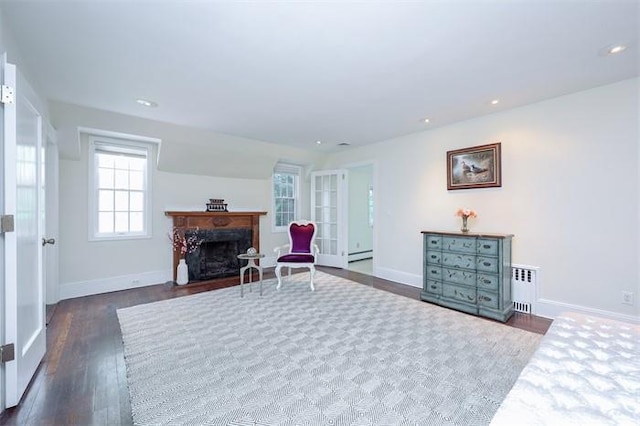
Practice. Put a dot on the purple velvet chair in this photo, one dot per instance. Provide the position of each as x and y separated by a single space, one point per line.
301 251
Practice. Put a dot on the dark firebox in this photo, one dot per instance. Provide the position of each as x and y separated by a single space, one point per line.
217 255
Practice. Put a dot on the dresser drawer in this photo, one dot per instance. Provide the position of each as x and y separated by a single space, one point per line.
488 299
455 292
458 260
488 282
434 257
488 264
459 244
459 276
433 272
489 247
433 242
434 287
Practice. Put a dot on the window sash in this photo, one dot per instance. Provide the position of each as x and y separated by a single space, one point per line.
120 193
286 195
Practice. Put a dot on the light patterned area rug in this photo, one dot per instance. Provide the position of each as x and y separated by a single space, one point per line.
346 354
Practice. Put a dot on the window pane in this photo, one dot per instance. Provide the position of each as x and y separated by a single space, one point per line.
136 180
136 201
105 200
106 160
121 222
137 163
122 162
285 197
121 179
121 201
105 222
105 178
135 222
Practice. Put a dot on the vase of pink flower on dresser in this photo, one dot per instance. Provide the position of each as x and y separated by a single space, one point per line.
182 273
184 243
465 214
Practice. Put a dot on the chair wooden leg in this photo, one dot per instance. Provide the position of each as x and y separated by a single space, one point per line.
312 273
279 276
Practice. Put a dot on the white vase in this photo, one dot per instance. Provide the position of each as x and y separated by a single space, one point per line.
182 273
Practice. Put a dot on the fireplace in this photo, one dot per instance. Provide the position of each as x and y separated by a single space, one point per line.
224 235
217 256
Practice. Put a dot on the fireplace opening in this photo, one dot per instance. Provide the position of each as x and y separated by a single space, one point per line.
217 256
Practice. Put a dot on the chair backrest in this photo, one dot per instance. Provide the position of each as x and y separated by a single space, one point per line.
301 236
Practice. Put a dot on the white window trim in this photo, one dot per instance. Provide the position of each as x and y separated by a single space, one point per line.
138 145
291 169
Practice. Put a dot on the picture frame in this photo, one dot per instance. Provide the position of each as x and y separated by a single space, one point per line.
474 167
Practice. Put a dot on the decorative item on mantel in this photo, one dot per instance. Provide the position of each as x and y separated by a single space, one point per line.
216 205
466 214
184 245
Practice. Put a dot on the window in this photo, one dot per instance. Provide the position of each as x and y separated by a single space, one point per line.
120 189
285 195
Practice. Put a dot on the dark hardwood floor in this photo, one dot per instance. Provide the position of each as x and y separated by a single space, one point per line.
82 379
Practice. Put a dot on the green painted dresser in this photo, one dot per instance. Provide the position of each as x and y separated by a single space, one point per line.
468 272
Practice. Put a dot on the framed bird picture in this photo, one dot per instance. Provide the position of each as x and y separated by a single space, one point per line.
475 167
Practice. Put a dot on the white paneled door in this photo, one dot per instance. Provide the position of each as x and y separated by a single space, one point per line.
328 196
23 192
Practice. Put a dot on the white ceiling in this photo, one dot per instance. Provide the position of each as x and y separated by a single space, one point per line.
293 72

## EXERCISE OBJECTIVE
Put all the lines of the items above into a numbered list, leaving out blank lines and the pictures.

## WORKED ANSWER
1. Practice. Put a dot on the purple velvet chair in this photo, one dot per instance. Provide the position of each as x and y separated by a single space, one point per line.
2. 301 251
3. Practice. Put a dot on the dark firebox in this photo, one dot per instance. Provide the position of each as x and y separated by a single space, one point per line.
4. 217 255
5. Practice. Put a dot on the dresser drawer in this photo, one dot per instance. Provide the position of each as x and y separated by a single space, one point per line.
6. 488 299
7. 455 292
8. 458 260
9. 488 282
10. 434 257
11. 488 264
12. 459 244
13. 459 276
14. 433 272
15. 489 247
16. 433 242
17. 434 287
18. Practice. Put a dot on the window sash in this photo, one dot per instance. Provide the position of each as x and y separated by a single space, one point per line.
19. 120 193
20. 286 195
21. Practice. Put a dot on the light patterned area rug in this photo, one dot per instance. Provide the position of each as x and y separated by a single space, one point per line.
22. 346 354
23. Practice. Put a dot on the window pane in this photo, one dot per instance. Provide the position of each as x and y separated by a single space, one point per line.
24. 136 180
25. 136 201
26. 105 200
27. 106 160
28. 121 222
29. 137 163
30. 122 162
31. 285 197
32. 121 179
33. 121 201
34. 105 222
35. 105 178
36. 135 222
37. Practice. Put a dot on the vase of pink flower on dresser in this photo, one dot per instance. Provide the position of each as x and y separated by a single space, one point per line.
38. 182 273
39. 184 243
40. 465 214
41. Practice. Put a dot on the chair wooden leg in this photo, one dot per instance. Provide the position of each as x and y separated by a single space, one point per line.
42. 312 273
43. 279 276
44. Practice. Put a dot on the white vase in this photo, one dot per instance. Provide the position of each as x and y separated by a single space, one point per line.
45. 182 273
46. Practice. Put a dot on the fireplace in this photo, one dot per instance. Provide the position of each as x and y separated by a single space, one point per line.
47. 224 235
48. 217 256
49. Practice. Put a dot on the fireplace opening in this photo, one dot per instance. Provide the position of each as x and y separated by a single space, one point per line.
50. 217 256
51. Practice. Put a dot on the chair backrest in this photo, one dot per instance. Provide the position of each as x and y separated by a single space, one point per line.
52. 301 236
53. Practice. Put a dot on the white window trim in this photo, one dot per instance. Provide the position of each as x and y separated by a single space, one point per line.
54. 138 145
55. 291 169
56. Practice. Put a dot on the picture frame in this photo, one dot per instance. Provide the position of each as x and y separated by a single space, one point per line.
57. 474 167
58. Practice. Put a dot on the decorative item on mantel in this photo, one dot per instance. Provide the position of each as x and y separated by a single space, one point per line.
59. 216 205
60. 466 214
61. 184 245
62. Practice. Put a dot on the window in this photo, one dot per instance. Provide the position of each as x and y separated by a single space, one point per line.
63. 120 189
64. 285 195
65. Practice. Put a dot on the dark hardwood floor in this photo, one dot per instance. Provide the position of each as x and y separated by a single space, one point per line.
66. 82 379
67. Practice. Put a dot on the green painted dresser in this photo, one dot per instance. Provide the position of each as x and y separated by a single space, one point per line.
68. 468 272
69. Practice. Put a dot on the framed bird picture in this photo, one dot per instance. Provide the position of each as x and y separated by a single space, one point per line.
70. 475 167
71. Practice. Put a dot on the white paneled door in this photo, one dot per instance. Provide the position of each as x and y separated by a single space, one point per line.
72. 328 196
73. 23 192
74. Practice. Put a dot on the white ceiling in this photo, one dot per instance. Provide the position of each as x and y separated by a single space, one point per line.
75. 293 72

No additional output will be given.